■ Problems to work on:
- 1) In the Future Hospital Commission text, which organization established the Commission?
- 2) Reproduce the part of the Future Hospital Commission text that begins at the words "- The patient" and stops after "and health promotion.".

■ Text:
========================================

A new report from the Future Hospital Commission recommends that in future, care should come to the acutely ill patient, rather than the patient being moved around the hospital.
This is one of 50 recommendations aimed at improving care for acute medical patients in Future Hospital: Caring for medical patients, which puts the patient experience and the concept of ‘clinician citizenship’ back into the very heart of healthcare. This is matched with a radical restructuring of the wards where acutely ill patients are treated, and a new organisational and management structure whose responsibilities for acutely ill medical patients will stretch out from the hospital into the wider community, developing the idea of a local healthcare system.
The independent Future Hospital Commission was established by the Royal College of Physicians in March 2012 to find solutions to the current challenges facing the NHS – a rising tide of acute admissions, the increasing number of patients who are frail, old, or who have dementia, patients with increasingly complex illnesses, systemic failures of care, poor patient experience, and a medical workforce crisis.
The Commission brought patients and medical and healthcare experts together to develop a vision for the Future Hospital covering both how patients should be cared for, and the changes in organisation and staffing that would support the new vision. The Commission sought out and benefited from best practice examples of care in England, that are included in the report. The report recommends:
For patients – a new focus on patient experience, principles of patient care, communication, information and responsibility
- Care should come to the patient, and the patient should not be moved unless it is absolutely necessary for their care.
- The patient experience should be as important as their clinical outcomes.
- Patients should be treated with kindness, respect, and dignity, and their privacy and confidentiality should also be respected – a locally determined ‘citizenship charter’ would tie health workers to this concept.
- Patients should be fully involved in decisions about their care, with an emphasis on supporting self-care, autonomy and health promotion.

========================================

■ Record extracts:
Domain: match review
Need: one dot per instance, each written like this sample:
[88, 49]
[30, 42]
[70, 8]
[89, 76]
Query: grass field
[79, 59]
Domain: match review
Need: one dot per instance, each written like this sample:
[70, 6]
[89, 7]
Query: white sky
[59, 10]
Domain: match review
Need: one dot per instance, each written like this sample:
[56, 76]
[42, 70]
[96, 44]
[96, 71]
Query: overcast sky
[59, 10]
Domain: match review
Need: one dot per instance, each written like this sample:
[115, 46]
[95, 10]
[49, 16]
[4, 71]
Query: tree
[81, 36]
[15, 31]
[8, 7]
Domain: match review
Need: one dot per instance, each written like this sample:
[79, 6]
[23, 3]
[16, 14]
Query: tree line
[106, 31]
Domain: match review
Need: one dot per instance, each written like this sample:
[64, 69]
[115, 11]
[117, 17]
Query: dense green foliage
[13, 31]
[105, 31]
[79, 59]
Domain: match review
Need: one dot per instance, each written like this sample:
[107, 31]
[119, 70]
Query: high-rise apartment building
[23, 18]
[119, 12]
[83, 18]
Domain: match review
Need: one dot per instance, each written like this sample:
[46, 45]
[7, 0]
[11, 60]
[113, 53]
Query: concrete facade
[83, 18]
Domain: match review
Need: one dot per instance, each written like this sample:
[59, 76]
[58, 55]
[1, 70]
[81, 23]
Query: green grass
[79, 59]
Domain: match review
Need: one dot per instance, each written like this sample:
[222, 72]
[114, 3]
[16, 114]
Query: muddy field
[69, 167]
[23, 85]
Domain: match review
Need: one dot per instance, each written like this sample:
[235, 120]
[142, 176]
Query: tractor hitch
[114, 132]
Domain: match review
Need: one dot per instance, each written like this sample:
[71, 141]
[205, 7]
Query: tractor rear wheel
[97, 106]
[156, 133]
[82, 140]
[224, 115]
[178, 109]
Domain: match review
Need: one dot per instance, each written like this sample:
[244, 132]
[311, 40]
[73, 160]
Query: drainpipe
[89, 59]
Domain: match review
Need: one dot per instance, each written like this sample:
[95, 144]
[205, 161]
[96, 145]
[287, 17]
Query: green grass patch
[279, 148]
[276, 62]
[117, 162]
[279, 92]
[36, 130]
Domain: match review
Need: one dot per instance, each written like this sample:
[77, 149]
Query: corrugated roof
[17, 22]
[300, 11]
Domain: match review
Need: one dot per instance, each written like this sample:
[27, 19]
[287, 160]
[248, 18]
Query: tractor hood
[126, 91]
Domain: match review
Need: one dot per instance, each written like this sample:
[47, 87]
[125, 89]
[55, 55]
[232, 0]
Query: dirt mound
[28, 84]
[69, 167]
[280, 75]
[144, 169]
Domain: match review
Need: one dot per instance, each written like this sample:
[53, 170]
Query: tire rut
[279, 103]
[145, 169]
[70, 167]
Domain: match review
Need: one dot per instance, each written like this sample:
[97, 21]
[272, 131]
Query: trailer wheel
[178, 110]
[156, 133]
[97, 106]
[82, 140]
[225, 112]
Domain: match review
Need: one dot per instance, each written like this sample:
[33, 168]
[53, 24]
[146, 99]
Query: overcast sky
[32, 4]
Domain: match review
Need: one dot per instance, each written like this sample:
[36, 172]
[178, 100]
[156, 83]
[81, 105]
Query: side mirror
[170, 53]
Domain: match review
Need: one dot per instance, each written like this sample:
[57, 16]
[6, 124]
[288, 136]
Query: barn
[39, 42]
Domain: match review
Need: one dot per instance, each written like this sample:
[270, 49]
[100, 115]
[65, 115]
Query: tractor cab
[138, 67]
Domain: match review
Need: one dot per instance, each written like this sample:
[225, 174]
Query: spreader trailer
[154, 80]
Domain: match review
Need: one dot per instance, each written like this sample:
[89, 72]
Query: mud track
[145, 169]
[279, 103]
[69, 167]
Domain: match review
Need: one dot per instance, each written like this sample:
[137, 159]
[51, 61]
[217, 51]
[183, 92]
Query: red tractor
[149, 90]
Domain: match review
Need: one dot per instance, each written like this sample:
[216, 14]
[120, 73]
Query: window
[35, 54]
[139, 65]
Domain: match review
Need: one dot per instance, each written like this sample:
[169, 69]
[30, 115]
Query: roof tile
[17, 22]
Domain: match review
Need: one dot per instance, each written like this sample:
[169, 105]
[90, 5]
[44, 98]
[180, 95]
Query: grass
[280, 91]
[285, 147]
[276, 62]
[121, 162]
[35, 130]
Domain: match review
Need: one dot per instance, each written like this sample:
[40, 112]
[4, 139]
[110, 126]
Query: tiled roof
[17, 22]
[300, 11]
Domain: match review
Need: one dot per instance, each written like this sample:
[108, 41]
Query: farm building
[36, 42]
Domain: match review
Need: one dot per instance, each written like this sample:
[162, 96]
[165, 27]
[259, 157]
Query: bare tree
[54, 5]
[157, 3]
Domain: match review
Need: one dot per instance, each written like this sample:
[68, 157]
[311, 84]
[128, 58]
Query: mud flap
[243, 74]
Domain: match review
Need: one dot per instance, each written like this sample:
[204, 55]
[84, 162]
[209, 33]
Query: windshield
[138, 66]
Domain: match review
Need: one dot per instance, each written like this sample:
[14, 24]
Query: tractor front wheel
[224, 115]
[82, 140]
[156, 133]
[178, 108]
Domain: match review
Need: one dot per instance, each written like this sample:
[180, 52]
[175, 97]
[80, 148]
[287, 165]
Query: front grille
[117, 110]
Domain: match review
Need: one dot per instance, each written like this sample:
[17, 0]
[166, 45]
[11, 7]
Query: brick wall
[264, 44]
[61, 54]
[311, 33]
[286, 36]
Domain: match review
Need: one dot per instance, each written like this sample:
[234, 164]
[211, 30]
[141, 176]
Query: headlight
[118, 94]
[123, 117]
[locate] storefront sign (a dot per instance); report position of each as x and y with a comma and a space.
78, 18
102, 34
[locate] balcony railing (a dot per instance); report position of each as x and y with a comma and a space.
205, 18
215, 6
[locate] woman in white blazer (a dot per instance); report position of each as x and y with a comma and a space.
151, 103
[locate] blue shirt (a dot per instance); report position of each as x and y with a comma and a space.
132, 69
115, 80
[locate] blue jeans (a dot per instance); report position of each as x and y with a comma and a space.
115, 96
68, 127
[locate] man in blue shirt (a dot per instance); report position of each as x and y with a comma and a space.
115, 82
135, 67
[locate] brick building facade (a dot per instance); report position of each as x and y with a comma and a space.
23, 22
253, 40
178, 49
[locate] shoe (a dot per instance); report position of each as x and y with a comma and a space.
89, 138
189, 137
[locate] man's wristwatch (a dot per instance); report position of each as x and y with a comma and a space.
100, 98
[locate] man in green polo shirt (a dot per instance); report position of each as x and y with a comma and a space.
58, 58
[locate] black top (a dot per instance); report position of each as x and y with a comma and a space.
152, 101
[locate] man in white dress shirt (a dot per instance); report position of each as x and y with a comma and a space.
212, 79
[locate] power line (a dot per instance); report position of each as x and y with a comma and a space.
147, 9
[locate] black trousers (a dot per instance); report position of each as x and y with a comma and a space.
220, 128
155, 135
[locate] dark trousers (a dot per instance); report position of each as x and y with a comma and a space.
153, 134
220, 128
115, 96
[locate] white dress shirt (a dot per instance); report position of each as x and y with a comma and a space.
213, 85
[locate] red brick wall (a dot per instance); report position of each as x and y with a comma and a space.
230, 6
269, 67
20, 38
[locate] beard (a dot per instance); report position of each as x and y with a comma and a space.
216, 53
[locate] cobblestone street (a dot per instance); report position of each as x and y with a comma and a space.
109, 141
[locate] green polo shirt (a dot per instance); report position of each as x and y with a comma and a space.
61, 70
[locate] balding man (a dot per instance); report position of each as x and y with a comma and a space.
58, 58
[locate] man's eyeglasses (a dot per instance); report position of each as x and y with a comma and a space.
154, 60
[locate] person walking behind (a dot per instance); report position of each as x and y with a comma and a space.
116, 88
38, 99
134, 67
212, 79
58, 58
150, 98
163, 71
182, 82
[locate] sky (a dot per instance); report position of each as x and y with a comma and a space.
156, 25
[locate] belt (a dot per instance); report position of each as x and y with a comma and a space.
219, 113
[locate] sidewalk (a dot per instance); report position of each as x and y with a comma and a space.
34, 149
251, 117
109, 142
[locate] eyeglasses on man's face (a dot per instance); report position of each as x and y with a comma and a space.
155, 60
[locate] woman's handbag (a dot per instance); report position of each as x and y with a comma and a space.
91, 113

========================================

■ Answers to the exercises:
- 1) The Royal College of Physicians.

- 2)
- The patient experience should be as important as their clinical outcomes.
- Patients should be treated with kindness, respect, and dignity, and their privacy and confidentiality should also be respected – a locally determined ‘citizenship charter’ would tie health workers to this concept.
- Patients should be fully involved in decisions about their care, with an emphasis on supporting self-care, autonomy and health promotion.